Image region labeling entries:
========================================
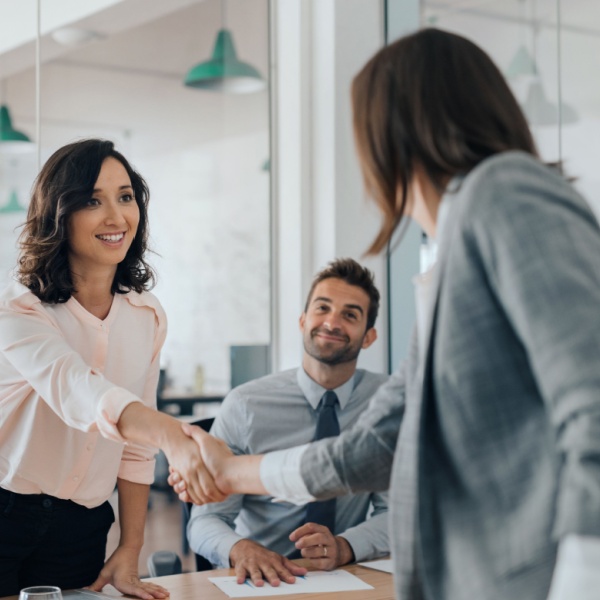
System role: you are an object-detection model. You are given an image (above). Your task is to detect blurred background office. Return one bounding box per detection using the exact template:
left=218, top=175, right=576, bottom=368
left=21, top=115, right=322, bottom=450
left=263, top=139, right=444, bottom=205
left=0, top=0, right=600, bottom=576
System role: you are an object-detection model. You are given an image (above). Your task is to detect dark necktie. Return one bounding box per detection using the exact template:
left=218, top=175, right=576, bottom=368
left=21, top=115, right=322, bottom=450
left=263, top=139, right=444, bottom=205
left=288, top=391, right=340, bottom=558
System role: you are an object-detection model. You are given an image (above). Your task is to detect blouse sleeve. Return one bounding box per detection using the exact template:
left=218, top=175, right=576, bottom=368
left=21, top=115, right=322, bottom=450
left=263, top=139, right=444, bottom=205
left=0, top=292, right=139, bottom=442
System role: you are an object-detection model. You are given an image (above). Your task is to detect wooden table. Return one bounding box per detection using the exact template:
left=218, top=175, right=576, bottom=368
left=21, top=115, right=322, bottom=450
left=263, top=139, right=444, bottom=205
left=1, top=560, right=394, bottom=600
left=146, top=561, right=394, bottom=600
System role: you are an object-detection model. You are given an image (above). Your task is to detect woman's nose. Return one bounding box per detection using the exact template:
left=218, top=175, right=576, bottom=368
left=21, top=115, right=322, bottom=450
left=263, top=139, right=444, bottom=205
left=104, top=204, right=125, bottom=225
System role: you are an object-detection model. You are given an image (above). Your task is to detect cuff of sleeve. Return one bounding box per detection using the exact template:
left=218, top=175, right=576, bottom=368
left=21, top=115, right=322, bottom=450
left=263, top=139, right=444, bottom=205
left=338, top=531, right=364, bottom=562
left=217, top=531, right=244, bottom=569
left=260, top=444, right=315, bottom=505
left=96, top=387, right=141, bottom=443
left=118, top=459, right=156, bottom=485
left=548, top=535, right=600, bottom=600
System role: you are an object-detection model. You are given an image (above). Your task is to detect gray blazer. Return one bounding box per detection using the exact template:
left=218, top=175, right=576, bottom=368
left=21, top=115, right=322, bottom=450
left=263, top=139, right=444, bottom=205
left=302, top=152, right=600, bottom=600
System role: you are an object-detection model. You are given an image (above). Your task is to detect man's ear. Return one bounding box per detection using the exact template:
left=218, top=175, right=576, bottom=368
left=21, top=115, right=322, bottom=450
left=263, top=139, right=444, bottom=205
left=361, top=327, right=377, bottom=350
left=298, top=312, right=306, bottom=331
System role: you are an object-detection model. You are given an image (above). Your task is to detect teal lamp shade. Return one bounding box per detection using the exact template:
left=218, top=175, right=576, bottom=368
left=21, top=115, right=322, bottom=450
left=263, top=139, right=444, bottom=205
left=0, top=104, right=34, bottom=152
left=184, top=29, right=265, bottom=94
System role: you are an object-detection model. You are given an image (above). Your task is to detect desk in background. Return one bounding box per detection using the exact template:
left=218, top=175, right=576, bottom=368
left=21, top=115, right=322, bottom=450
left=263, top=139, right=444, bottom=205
left=156, top=392, right=224, bottom=419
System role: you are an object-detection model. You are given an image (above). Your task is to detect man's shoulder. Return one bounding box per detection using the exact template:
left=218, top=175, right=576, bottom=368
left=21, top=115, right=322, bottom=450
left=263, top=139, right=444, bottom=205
left=230, top=369, right=297, bottom=397
left=354, top=369, right=390, bottom=391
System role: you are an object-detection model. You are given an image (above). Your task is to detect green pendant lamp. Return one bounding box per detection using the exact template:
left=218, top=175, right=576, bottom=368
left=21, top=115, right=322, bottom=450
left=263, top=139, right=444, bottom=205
left=0, top=104, right=35, bottom=153
left=184, top=29, right=265, bottom=94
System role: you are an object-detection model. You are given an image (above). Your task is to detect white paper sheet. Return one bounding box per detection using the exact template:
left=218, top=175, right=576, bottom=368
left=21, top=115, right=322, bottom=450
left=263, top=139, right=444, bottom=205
left=358, top=558, right=392, bottom=573
left=208, top=570, right=373, bottom=598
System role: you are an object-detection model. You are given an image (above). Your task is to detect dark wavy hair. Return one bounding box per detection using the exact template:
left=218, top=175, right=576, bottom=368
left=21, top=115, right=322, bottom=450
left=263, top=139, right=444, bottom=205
left=352, top=28, right=537, bottom=254
left=17, top=139, right=155, bottom=304
left=304, top=258, right=379, bottom=331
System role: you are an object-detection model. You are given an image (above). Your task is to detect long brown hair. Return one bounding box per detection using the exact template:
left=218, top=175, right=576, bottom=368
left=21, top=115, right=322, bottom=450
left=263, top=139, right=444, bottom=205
left=352, top=28, right=537, bottom=254
left=17, top=139, right=154, bottom=303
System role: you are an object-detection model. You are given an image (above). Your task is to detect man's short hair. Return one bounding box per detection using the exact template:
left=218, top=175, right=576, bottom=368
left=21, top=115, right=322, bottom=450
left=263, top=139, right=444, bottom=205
left=304, top=258, right=380, bottom=330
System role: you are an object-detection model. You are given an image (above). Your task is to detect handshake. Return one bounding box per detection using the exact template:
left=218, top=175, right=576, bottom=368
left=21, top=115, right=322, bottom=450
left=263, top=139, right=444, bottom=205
left=165, top=423, right=240, bottom=504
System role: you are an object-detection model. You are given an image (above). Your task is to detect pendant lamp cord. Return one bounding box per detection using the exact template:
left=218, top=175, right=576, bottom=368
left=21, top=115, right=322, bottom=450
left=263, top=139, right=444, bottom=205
left=556, top=0, right=563, bottom=164
left=35, top=0, right=42, bottom=173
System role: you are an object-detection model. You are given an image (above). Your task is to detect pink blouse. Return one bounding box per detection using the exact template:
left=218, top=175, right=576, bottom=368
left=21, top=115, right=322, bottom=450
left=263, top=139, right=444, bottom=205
left=0, top=283, right=166, bottom=507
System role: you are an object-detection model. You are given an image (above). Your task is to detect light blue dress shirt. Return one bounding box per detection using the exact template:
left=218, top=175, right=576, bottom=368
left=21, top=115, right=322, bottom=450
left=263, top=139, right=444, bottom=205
left=188, top=368, right=389, bottom=567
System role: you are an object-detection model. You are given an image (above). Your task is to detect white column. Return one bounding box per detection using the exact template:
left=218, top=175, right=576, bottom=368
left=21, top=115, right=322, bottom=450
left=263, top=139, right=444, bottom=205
left=271, top=0, right=388, bottom=371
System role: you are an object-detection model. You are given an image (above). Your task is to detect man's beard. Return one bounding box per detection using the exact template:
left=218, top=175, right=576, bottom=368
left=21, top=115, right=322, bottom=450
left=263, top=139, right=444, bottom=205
left=304, top=329, right=362, bottom=367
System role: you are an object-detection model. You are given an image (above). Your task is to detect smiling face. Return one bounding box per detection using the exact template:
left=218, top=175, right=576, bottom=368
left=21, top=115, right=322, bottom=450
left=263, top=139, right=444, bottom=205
left=300, top=278, right=377, bottom=366
left=68, top=157, right=140, bottom=276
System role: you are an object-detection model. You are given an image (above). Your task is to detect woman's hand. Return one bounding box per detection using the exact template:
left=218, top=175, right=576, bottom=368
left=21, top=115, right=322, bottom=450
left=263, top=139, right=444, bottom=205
left=163, top=423, right=231, bottom=504
left=87, top=546, right=169, bottom=600
left=168, top=423, right=234, bottom=504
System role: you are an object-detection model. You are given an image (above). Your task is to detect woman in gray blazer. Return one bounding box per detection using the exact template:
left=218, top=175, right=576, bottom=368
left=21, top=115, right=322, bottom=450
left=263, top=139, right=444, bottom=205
left=176, top=29, right=600, bottom=600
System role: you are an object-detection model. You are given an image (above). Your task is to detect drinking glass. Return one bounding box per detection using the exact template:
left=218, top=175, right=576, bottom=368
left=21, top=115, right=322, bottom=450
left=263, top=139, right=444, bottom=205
left=19, top=585, right=63, bottom=600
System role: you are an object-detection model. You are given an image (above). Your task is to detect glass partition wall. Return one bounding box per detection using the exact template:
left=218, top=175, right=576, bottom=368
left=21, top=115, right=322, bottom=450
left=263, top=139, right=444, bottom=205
left=422, top=0, right=600, bottom=220
left=0, top=0, right=270, bottom=395
left=388, top=0, right=600, bottom=368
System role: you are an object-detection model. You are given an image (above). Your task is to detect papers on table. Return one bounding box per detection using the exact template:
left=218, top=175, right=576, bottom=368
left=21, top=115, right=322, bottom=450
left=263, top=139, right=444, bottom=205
left=358, top=558, right=392, bottom=573
left=208, top=571, right=373, bottom=598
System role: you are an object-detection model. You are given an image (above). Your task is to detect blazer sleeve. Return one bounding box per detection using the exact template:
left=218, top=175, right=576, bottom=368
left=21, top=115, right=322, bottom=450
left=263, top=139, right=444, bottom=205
left=300, top=362, right=407, bottom=499
left=464, top=154, right=600, bottom=539
left=340, top=492, right=390, bottom=562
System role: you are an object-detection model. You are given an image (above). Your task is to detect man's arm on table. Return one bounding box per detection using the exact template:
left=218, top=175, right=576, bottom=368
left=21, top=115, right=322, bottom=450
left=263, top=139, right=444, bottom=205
left=290, top=494, right=390, bottom=571
left=188, top=494, right=306, bottom=587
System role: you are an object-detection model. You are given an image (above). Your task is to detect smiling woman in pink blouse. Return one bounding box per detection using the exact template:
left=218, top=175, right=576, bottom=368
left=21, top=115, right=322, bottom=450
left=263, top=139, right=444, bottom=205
left=0, top=140, right=222, bottom=600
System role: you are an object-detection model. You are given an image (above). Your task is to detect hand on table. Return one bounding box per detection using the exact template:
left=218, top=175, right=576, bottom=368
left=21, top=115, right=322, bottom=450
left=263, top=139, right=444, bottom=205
left=168, top=423, right=233, bottom=504
left=87, top=546, right=169, bottom=600
left=290, top=523, right=354, bottom=571
left=229, top=539, right=306, bottom=587
left=163, top=423, right=231, bottom=504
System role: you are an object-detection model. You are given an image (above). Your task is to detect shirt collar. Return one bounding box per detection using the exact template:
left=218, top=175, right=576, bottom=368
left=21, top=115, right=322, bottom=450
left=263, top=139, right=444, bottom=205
left=296, top=367, right=356, bottom=410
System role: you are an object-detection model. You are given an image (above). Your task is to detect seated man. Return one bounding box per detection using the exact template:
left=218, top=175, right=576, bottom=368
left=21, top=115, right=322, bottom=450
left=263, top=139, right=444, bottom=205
left=188, top=259, right=389, bottom=585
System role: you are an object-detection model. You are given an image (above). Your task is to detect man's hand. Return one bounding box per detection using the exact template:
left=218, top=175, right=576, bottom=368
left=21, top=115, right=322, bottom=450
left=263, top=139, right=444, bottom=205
left=290, top=523, right=354, bottom=571
left=163, top=427, right=227, bottom=504
left=167, top=423, right=233, bottom=504
left=88, top=546, right=169, bottom=600
left=229, top=540, right=306, bottom=587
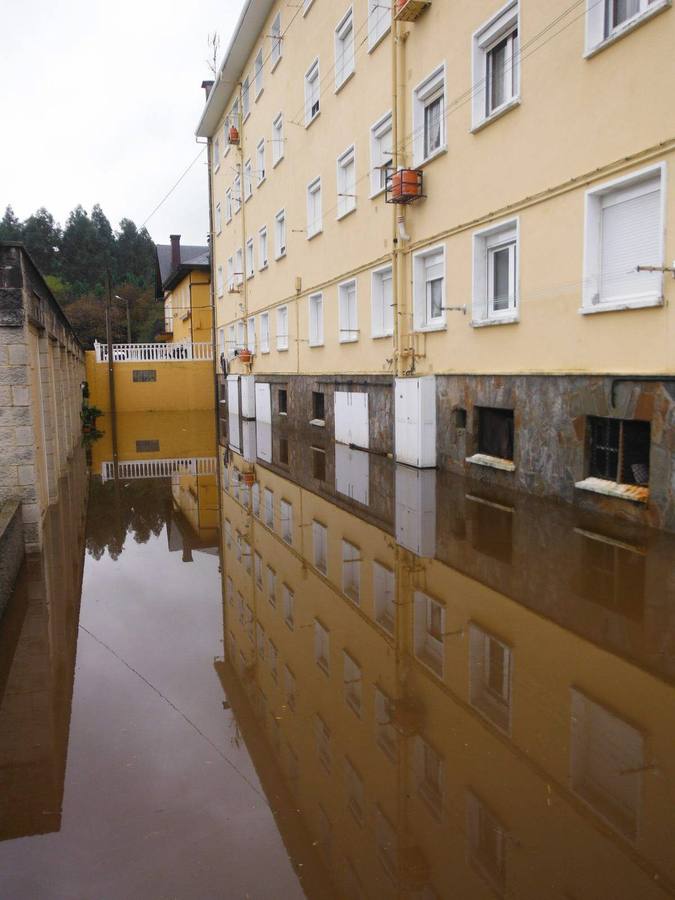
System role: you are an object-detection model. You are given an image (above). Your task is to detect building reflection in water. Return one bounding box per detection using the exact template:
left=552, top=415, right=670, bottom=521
left=216, top=419, right=675, bottom=900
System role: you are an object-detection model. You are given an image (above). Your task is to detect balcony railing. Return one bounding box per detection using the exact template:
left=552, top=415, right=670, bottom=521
left=94, top=341, right=213, bottom=362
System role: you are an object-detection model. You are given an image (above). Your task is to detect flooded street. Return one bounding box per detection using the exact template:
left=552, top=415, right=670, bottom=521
left=0, top=412, right=675, bottom=900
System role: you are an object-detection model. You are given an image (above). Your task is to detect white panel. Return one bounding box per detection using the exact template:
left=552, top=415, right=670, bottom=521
left=255, top=381, right=272, bottom=424
left=335, top=444, right=370, bottom=506
left=335, top=391, right=370, bottom=448
left=255, top=419, right=272, bottom=462
left=396, top=465, right=436, bottom=557
left=394, top=375, right=436, bottom=468
left=241, top=375, right=255, bottom=419
left=227, top=375, right=239, bottom=416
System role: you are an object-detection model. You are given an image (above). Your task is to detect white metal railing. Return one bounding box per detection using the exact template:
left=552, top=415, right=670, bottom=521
left=94, top=341, right=213, bottom=362
left=101, top=456, right=217, bottom=481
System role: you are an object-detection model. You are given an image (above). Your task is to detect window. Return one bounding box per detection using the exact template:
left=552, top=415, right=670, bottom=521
left=258, top=225, right=269, bottom=272
left=312, top=521, right=328, bottom=575
left=255, top=141, right=265, bottom=185
left=473, top=219, right=518, bottom=325
left=253, top=47, right=263, bottom=100
left=272, top=113, right=284, bottom=166
left=469, top=624, right=512, bottom=732
left=314, top=619, right=330, bottom=675
left=277, top=306, right=288, bottom=350
left=270, top=13, right=282, bottom=71
left=582, top=164, right=665, bottom=312
left=241, top=75, right=251, bottom=122
left=413, top=63, right=446, bottom=166
left=281, top=584, right=295, bottom=631
left=370, top=112, right=392, bottom=197
left=414, top=591, right=445, bottom=678
left=586, top=0, right=670, bottom=56
left=472, top=0, right=520, bottom=128
left=413, top=247, right=445, bottom=331
left=305, top=59, right=321, bottom=127
left=274, top=209, right=286, bottom=259
left=368, top=0, right=391, bottom=50
left=476, top=406, right=513, bottom=460
left=260, top=313, right=270, bottom=353
left=337, top=146, right=356, bottom=219
left=246, top=238, right=255, bottom=278
left=370, top=266, right=394, bottom=337
left=263, top=488, right=274, bottom=528
left=335, top=7, right=354, bottom=91
left=246, top=316, right=255, bottom=353
left=338, top=280, right=359, bottom=344
left=570, top=689, right=645, bottom=840
left=308, top=294, right=323, bottom=346
left=588, top=416, right=651, bottom=487
left=373, top=561, right=396, bottom=635
left=342, top=650, right=363, bottom=716
left=342, top=540, right=361, bottom=605
left=307, top=178, right=323, bottom=238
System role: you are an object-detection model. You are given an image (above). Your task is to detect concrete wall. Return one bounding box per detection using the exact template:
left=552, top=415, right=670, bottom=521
left=0, top=243, right=84, bottom=548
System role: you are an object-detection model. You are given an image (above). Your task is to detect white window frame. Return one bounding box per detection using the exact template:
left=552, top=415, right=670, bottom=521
left=258, top=225, right=269, bottom=272
left=471, top=217, right=520, bottom=326
left=307, top=291, right=324, bottom=347
left=274, top=209, right=288, bottom=259
left=307, top=176, right=323, bottom=241
left=412, top=61, right=448, bottom=166
left=370, top=265, right=394, bottom=338
left=336, top=144, right=356, bottom=220
left=413, top=244, right=448, bottom=331
left=277, top=306, right=288, bottom=352
left=368, top=0, right=394, bottom=53
left=270, top=12, right=283, bottom=72
left=255, top=138, right=266, bottom=187
left=260, top=313, right=270, bottom=353
left=471, top=0, right=520, bottom=131
left=584, top=0, right=672, bottom=58
left=370, top=110, right=393, bottom=198
left=335, top=6, right=356, bottom=94
left=253, top=47, right=265, bottom=103
left=272, top=113, right=284, bottom=169
left=580, top=162, right=668, bottom=315
left=305, top=56, right=321, bottom=128
left=338, top=278, right=359, bottom=344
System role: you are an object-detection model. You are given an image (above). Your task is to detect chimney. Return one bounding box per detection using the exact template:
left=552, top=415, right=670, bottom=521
left=169, top=234, right=180, bottom=272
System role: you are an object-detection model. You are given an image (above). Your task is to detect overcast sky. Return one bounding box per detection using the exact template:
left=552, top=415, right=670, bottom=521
left=0, top=0, right=243, bottom=244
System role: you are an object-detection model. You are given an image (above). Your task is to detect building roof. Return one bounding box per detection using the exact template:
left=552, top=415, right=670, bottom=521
left=155, top=244, right=211, bottom=300
left=195, top=0, right=274, bottom=137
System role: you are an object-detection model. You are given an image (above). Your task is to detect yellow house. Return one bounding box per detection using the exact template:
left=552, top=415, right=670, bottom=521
left=197, top=0, right=675, bottom=530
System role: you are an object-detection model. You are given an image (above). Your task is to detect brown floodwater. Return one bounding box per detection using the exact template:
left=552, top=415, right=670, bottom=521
left=0, top=414, right=675, bottom=900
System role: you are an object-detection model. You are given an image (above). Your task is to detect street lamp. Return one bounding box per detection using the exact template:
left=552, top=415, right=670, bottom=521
left=115, top=294, right=131, bottom=344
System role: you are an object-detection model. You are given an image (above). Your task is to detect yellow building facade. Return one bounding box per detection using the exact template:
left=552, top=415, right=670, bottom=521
left=197, top=0, right=675, bottom=529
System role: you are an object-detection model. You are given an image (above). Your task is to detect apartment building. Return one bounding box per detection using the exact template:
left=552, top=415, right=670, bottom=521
left=221, top=446, right=675, bottom=900
left=197, top=0, right=675, bottom=530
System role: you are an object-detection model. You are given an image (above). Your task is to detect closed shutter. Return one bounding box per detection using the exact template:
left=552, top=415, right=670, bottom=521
left=600, top=176, right=662, bottom=302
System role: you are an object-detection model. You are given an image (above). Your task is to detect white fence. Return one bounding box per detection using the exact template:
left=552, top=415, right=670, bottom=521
left=94, top=341, right=213, bottom=362
left=101, top=456, right=217, bottom=481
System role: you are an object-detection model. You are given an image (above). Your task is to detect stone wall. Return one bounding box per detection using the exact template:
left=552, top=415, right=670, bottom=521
left=0, top=243, right=85, bottom=549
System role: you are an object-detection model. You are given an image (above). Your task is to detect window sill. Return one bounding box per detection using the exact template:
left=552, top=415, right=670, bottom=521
left=584, top=0, right=672, bottom=59
left=574, top=477, right=649, bottom=503
left=469, top=315, right=520, bottom=328
left=579, top=296, right=664, bottom=316
left=469, top=96, right=520, bottom=134
left=466, top=453, right=516, bottom=472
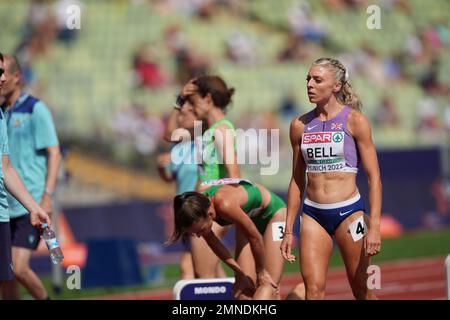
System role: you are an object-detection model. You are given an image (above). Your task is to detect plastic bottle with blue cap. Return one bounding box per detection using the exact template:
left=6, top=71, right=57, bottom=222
left=42, top=223, right=64, bottom=264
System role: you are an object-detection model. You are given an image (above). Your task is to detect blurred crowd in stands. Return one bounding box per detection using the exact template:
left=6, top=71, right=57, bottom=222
left=7, top=0, right=450, bottom=165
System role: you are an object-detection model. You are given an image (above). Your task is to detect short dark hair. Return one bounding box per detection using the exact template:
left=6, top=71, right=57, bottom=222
left=193, top=75, right=235, bottom=111
left=166, top=191, right=211, bottom=245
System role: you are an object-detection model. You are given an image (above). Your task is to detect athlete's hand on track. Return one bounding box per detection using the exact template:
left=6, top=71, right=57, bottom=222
left=233, top=274, right=256, bottom=300
left=364, top=228, right=381, bottom=257
left=157, top=152, right=172, bottom=168
left=280, top=233, right=296, bottom=262
left=256, top=269, right=278, bottom=290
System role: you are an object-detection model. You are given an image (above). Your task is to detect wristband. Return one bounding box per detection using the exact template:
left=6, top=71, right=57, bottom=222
left=44, top=190, right=54, bottom=198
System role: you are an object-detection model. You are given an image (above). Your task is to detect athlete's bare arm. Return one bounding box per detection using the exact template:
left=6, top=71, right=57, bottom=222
left=214, top=124, right=241, bottom=178
left=281, top=117, right=306, bottom=262
left=348, top=111, right=382, bottom=256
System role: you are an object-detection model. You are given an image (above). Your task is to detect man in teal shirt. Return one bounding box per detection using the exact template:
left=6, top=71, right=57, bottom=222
left=0, top=53, right=51, bottom=296
left=1, top=55, right=61, bottom=299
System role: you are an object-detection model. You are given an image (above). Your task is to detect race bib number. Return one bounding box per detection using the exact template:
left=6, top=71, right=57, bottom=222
left=272, top=221, right=286, bottom=241
left=349, top=216, right=367, bottom=242
left=201, top=178, right=253, bottom=186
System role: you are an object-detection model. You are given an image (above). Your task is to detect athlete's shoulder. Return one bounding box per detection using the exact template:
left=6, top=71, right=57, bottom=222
left=291, top=109, right=315, bottom=132
left=347, top=110, right=371, bottom=135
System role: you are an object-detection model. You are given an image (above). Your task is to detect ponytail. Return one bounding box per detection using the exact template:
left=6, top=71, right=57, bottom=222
left=313, top=58, right=362, bottom=111
left=337, top=81, right=362, bottom=111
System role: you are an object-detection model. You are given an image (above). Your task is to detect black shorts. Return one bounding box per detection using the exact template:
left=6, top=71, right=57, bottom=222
left=9, top=214, right=41, bottom=250
left=0, top=222, right=14, bottom=281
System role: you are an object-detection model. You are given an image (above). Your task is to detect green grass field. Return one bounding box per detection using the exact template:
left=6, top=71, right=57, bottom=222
left=32, top=229, right=450, bottom=299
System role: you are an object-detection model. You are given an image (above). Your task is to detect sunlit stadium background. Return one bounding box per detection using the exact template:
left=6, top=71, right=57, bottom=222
left=0, top=0, right=450, bottom=298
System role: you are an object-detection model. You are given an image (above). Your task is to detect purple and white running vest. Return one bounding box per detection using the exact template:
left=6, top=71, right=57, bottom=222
left=301, top=106, right=359, bottom=173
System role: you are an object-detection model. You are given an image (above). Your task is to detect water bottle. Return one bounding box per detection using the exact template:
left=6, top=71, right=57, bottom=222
left=42, top=223, right=64, bottom=264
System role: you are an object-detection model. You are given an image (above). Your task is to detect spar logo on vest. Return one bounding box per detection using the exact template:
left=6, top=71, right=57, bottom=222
left=302, top=131, right=345, bottom=172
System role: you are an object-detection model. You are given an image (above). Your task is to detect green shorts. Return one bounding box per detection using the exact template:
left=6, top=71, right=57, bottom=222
left=251, top=191, right=286, bottom=235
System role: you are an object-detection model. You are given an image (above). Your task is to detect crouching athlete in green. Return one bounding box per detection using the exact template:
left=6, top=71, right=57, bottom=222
left=168, top=178, right=286, bottom=300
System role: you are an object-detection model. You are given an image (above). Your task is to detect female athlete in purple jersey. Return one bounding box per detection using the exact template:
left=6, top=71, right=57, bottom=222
left=281, top=58, right=382, bottom=299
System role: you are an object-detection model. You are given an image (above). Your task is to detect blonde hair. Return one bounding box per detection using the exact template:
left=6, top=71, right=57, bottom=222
left=313, top=58, right=362, bottom=111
========================================
Task objective: Rewrite every line starting at the one containing "detect window sill." and ending at the one containing "left=469, top=315, right=520, bottom=328", and scale each bounding-box coordinate in the answers by 2.2, rounding to whole numbers with halves going up. Keep all other numbers, including those in the template line, as they are.

Expected output:
System role: you are an object-detection model. You are given an image (above). Your task is to detect window sill. Return one bounding box per detection using the exact template:
left=552, top=415, right=670, bottom=521
left=1285, top=0, right=1478, bottom=130
left=1263, top=1049, right=1428, bottom=1107
left=1032, top=693, right=1144, bottom=722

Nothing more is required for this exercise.